Write the records out again, keeping each line exactly as it is.

* **Position identification records**
○ ○ ○
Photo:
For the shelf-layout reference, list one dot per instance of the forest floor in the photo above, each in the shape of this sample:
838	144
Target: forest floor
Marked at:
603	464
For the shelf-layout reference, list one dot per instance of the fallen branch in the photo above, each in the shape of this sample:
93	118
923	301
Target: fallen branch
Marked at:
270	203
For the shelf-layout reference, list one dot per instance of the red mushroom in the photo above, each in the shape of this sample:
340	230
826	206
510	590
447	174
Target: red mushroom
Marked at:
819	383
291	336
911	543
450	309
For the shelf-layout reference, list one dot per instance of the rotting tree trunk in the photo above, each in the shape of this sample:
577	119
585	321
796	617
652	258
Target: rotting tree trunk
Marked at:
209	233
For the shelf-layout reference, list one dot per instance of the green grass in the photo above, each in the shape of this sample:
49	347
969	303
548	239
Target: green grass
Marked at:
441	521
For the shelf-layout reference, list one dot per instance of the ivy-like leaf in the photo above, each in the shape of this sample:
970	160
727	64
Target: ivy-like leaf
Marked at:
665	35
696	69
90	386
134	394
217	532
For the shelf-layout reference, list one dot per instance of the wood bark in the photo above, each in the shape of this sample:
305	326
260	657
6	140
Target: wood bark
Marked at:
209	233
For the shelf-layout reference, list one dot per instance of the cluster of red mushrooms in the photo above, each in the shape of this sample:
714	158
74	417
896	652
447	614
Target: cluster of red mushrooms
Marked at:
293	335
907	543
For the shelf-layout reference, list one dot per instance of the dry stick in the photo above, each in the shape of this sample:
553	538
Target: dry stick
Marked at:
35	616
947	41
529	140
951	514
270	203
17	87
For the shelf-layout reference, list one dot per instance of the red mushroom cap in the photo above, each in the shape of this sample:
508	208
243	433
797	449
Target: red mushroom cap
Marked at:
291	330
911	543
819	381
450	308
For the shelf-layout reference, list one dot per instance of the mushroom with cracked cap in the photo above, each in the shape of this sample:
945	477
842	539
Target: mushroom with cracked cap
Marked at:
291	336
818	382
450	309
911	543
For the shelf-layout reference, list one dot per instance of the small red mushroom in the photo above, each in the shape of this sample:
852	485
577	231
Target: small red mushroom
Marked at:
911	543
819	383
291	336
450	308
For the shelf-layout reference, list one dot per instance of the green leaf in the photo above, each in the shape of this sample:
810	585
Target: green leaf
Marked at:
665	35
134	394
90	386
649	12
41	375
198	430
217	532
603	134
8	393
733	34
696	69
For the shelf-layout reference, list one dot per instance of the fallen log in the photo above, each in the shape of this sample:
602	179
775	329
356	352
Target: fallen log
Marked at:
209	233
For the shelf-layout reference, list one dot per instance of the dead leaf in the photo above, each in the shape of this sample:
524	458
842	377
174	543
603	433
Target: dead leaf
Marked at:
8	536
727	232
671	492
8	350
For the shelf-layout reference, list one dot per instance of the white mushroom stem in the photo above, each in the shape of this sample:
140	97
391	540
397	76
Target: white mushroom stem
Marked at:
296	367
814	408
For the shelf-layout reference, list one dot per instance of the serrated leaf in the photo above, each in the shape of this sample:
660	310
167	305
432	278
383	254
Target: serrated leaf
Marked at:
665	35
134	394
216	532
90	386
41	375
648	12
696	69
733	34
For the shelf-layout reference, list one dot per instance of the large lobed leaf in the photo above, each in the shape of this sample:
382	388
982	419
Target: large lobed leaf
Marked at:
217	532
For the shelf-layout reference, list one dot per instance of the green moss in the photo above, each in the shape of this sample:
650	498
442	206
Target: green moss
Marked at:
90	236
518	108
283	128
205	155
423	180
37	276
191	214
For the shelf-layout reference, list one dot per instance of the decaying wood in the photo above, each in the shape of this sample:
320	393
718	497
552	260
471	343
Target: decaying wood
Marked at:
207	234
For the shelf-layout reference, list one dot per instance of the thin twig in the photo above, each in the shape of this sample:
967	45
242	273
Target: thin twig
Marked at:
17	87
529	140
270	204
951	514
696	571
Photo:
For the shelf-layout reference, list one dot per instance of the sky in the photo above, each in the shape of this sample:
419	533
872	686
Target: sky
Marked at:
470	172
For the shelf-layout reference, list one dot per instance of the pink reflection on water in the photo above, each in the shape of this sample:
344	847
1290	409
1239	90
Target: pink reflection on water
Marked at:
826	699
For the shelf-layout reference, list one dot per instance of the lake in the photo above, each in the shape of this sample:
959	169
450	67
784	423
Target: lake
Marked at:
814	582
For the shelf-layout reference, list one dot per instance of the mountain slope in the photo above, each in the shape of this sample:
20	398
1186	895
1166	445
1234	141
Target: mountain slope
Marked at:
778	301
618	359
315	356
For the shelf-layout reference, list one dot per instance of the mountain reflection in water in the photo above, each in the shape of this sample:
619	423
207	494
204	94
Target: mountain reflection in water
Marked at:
○ ○ ○
* **TASK SOLUTION**
Photo:
For the shelf-layout reference, list one dot per instance of the forest floor in the photo above, each in the shape of this sample:
838	144
Target: forest floor
Marked at:
603	464
For the shelf-layout reference, list one dot per instance of the fallen branch in the photo above, each in the shape of this sample:
93	118
923	301
Target: fallen branch
Marked at:
270	203
For the shelf-layout reference, list one dot per instance of the red mushroom in the photo above, each in the shape of this sample:
340	230
826	206
510	590
447	174
Target: red mushroom
Marked at:
819	383
291	336
911	543
450	309
For the shelf-layout reference, list one dot per instance of the rotting tree trunk in the photo above, each in the shape of this sample:
577	119
585	321
796	617
652	258
Target: rotting tree trunk
Marked at:
209	233
For the shelf-layout reference, list one dot per instance of the green grass in the photo above, each in the shape of this sample:
49	347
969	303
548	239
Target: green grass
Marked at:
441	521
For the shelf-layout reference, list one dot per instance of the ivy-like leaf in the photo above, each in the shape of this sample:
970	160
727	64
Target: ivy-like leaf
Marked at:
665	35
696	69
90	386
134	394
217	532
For the shelf-layout reference, list one dot per instance of the wood bark in the photo above, each in the shape of this sample:
305	326
260	657
6	140
Target: wood bark
Marked at:
209	233
For the shelf-layout reference, list one dot per instance of the cluster of red mushrooms in the photo above, each in the shape of this sample:
714	158
74	417
896	652
447	614
Target: cluster of red mushrooms
Marked at:
293	335
907	543
For the shelf-layout reference, list one dot per instance of the dry stick in the photo above, each in the shape of this sample:
553	538
Target: dry stick
Marked at:
35	616
947	41
529	140
951	514
270	203
17	87
For the shelf-layout reference, list one dot per instance of the red mushroom cap in the photo above, each in the shape of this sample:
508	208
243	433
797	449
Target: red mushroom cap
Marked at:
291	330
911	543
819	381
450	308
For the shelf-layout reference, list one dot per instance of the mushroom with cracked cap in the photo above, each in the shape of this sample:
945	477
842	539
Target: mushroom with cracked cap
Marked at:
291	336
818	382
450	309
911	543
For the shelf-layout reference, list one dot per instance of the small red mushroom in the photo above, each in the shape of this sample:
852	485
577	231
Target: small red mushroom
Marked at:
911	543
819	383
291	336
450	308
For the shelf-layout reference, list one dot per instance of the green leaf in the photo above, each in the shape of this sample:
810	585
Target: green leaf
Marked at:
665	35
134	394
90	386
649	12
41	375
198	430
217	532
603	134
8	393
733	34
696	69
For the shelf-layout reference, list one dot per instance of the fallen log in the photo above, each in the shape of this sample:
602	179
775	329
356	352
Target: fallen log
Marked at:
209	233
For the shelf-layout reference, list one dot per instance of the dead leaf in the photo above, each in the shape of this sample:
524	458
842	377
174	543
603	433
Target: dead leaf
Marked at:
8	536
727	232
671	492
8	350
For the shelf-layout reference, list one dot per instance of the white mushroom stem in the photo above, each in the shape of this sample:
140	97
391	540
397	76
Target: white mushroom stem
Marked at:
296	367
814	408
For the shelf-layout reference, list one dot per instance of the serrated leaf in the photo above, each in the shape of this sample:
660	310
167	305
432	278
383	254
Target: serrated leaf
Marked at:
665	35
134	394
216	532
90	386
41	375
648	12
696	69
733	34
For the shelf-layout reference, list one dot per instance of the large lobed leaf in the photo above, each in the shape of this sample:
382	388
982	419
Target: large lobed leaf
Marked at:
217	532
For the shelf-layout reference, list one dot per instance of the green moss in the photo above, each in the shape of this sample:
650	498
442	206
Target: green moss
Marked at:
90	236
518	108
283	128
205	155
423	180
37	276
191	214
For the shelf-layout reference, list one dot per instance of the decaying wood in the photo above, each in the shape of this sample:
320	393
718	497
552	260
471	343
Target: decaying wood
Marked at:
207	234
For the shelf-layout reference, list one dot per instance of the thin twig in the photo above, each in the shape of this sample:
967	45
242	273
Target: thin twig
Marked at:
17	87
529	140
270	204
951	514
696	571
Photo:
For the shelf-layout reference, list one dot per instance of the sky in the photo above, each in the shape of this sample:
419	533
872	686
Target: sky
Marked at:
470	172
For the shelf-layout reference, list one dot per instance of the pink reflection on water in the photo above, each in the shape of this sample:
344	847
1290	409
1239	90
Target: pink reflection on water
Marked at:
826	699
For the shelf-layout reference, list one dot per instance of the lake in the photo above, each in the shape of this sample:
959	169
450	67
784	423
Target: lake
Marked at:
814	582
For the shelf-layout reference, list one dot per instance of the mountain slope in the photo above, each in the shape of this sample:
20	398
1186	895
1166	445
1234	141
Target: mountain slope
Marked at:
778	301
618	359
315	356
For the shelf-layout reference, list one dot per instance of the mountain reflection in water in the photo above, each in the shape of this sample:
619	423
207	494
204	94
Target: mountain reflection in water
Marked at:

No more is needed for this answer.